Il est difficile de résumer en quelques minutes la tragédie vécue par les salariés du Groupe Casino. Dès le mois de mars 2019, la CFDT a alerté les salariés sur la situation financière du groupe, en distribuant des tracts puis en publiant un article dans la presse le 20 mars 2019. Cet article se fondait sur un document rédigé par les délégués syndicaux CFDT de la direction des approvisionnements, soutenus par le syndicat interdépartemental CFDT Services Loire et Haute-Loire, qui mettait en lumière les dangers d’une dette devenue incontrôlable et dénonçait des stratégies d’entreprise suicidaires, visant à vendre des sociétés du groupe pour masquer une faillite inévitable. Il a été transmis aux responsables politiques de la Loire.

**Exercice A**
Recopiez mot pour mot, dans l'extrait sur le Groupe Casino, le passage qui va de "Il est difficile" jusqu'à "de la Loire.".
**Exercice B**
Répondez aux questions suivantes d'après l'extrait sur le Groupe Casino :
(i) Depuis quel mois la CFDT alerte-t-elle les salariés sur la situation financière du groupe ?
(ii) Qui a rédigé le document sur lequel se fondait l'article de presse ?
(iii) Dans quel but les stratégies dénoncées visaient-elles à vendre des sociétés du groupe ?

**Entrées de données**
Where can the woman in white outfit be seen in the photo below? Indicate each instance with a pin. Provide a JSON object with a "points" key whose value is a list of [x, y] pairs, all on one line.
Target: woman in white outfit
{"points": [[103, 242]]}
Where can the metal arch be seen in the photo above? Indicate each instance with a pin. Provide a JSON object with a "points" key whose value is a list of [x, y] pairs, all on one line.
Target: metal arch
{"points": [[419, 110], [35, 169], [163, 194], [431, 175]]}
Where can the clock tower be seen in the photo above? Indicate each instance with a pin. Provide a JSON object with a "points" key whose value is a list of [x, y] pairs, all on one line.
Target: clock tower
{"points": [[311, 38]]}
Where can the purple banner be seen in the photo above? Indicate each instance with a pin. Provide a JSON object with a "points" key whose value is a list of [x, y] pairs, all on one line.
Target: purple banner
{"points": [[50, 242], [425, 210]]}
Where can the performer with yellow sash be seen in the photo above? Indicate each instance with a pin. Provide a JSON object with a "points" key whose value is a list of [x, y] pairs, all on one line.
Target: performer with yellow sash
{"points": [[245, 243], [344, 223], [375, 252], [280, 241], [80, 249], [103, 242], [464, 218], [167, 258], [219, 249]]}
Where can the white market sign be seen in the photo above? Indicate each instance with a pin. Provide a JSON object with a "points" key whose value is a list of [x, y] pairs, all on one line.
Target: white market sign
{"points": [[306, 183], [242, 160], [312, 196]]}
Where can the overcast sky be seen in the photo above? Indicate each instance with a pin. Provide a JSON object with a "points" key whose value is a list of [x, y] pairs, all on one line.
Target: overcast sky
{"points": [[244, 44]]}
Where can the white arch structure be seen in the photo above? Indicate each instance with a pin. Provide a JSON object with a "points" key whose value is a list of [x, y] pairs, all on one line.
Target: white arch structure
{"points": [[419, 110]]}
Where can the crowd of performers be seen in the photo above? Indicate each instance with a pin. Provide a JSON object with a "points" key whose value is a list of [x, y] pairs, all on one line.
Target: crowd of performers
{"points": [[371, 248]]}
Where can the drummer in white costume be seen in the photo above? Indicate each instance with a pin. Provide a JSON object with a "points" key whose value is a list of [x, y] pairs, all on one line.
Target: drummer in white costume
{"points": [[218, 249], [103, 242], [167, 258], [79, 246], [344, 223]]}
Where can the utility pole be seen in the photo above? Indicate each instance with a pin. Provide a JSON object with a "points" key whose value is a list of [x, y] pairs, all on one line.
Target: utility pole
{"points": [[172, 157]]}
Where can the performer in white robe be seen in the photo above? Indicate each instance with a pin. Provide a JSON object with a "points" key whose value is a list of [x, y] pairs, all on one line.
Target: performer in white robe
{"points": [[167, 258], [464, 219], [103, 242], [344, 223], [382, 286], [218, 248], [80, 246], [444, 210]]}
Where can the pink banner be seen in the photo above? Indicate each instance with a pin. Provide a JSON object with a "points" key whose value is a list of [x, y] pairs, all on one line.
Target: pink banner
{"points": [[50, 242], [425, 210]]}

**Réponse complète A**
Il est difficile de résumer en quelques minutes la tragédie vécue par les salariés du Groupe Casino. Dès le mois de mars 2019, la CFDT a alerté les salariés sur la situation financière du groupe, en distribuant des tracts puis en publiant un article dans la presse le 20 mars 2019. Cet article se fondait sur un document rédigé par les délégués syndicaux CFDT de la direction des approvisionnements, soutenus par le syndicat interdépartemental CFDT Services Loire et Haute-Loire, qui mettait en lumière les dangers d’une dette devenue incontrôlable et dénonçait des stratégies d’entreprise suicidaires, visant à vendre des sociétés du groupe pour masquer une faillite inévitable. Il a été transmis aux responsables politiques de la Loire.

**Réponse complète B**
(i) Depuis le mois de mars 2019.
(ii) Les délégués syndicaux CFDT de la direction des approvisionnements.
(iii) Pour masquer une faillite inévitable.